Given information |
** START **

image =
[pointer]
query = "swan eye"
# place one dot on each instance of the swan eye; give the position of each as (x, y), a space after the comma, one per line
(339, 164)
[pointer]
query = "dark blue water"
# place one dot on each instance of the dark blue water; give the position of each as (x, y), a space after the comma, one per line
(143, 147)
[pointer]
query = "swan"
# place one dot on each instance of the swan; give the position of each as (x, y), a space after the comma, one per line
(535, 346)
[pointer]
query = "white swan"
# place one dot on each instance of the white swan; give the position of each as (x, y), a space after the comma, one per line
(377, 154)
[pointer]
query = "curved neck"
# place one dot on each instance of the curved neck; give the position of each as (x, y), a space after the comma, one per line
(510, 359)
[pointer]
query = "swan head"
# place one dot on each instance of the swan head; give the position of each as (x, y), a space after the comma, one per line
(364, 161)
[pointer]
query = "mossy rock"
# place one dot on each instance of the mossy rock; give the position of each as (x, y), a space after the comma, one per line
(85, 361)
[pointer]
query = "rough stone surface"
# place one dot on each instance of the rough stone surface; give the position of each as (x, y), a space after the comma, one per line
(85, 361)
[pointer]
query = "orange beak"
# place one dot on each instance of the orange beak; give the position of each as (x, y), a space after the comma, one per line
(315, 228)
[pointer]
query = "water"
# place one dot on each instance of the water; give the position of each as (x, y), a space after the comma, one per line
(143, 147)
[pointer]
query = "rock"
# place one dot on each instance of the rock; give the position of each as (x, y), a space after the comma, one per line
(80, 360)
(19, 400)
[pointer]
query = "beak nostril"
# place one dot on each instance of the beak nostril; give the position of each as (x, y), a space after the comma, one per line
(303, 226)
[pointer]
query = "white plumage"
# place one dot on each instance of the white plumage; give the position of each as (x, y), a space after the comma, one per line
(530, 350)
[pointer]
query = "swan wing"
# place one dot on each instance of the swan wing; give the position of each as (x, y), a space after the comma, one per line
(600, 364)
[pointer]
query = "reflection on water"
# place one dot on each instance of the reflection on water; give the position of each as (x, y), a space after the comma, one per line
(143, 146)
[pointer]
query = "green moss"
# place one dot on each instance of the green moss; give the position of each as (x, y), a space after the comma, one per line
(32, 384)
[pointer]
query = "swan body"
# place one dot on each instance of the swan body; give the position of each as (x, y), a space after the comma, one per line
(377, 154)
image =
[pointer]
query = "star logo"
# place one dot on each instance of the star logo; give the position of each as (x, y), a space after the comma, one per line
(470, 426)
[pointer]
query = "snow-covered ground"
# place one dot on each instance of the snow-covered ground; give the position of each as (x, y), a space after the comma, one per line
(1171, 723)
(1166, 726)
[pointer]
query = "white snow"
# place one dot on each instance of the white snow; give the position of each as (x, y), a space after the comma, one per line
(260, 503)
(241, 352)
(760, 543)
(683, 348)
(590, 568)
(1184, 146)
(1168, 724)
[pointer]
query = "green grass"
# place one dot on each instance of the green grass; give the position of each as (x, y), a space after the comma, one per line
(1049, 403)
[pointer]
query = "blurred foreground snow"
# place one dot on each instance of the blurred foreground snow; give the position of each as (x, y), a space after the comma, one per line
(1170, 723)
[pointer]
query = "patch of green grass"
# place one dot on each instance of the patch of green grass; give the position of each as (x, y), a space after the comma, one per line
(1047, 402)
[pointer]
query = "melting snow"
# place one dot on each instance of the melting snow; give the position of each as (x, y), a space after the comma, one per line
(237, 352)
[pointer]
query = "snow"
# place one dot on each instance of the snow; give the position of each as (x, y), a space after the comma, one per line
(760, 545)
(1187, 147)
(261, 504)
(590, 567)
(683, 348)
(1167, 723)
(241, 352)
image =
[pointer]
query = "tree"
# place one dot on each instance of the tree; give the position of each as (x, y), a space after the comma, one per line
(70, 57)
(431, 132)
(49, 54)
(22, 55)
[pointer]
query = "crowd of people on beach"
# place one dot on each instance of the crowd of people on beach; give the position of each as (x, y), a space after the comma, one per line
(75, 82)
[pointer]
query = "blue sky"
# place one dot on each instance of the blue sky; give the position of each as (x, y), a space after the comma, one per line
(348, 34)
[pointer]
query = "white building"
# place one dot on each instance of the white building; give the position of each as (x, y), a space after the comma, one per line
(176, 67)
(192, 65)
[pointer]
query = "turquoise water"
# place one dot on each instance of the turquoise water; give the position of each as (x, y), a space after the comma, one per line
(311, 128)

** END **

Count the lines in the entries above that contain the word "neck", treating uppercase and lowercase as different. Reply with the number alone.

Problem solution | 2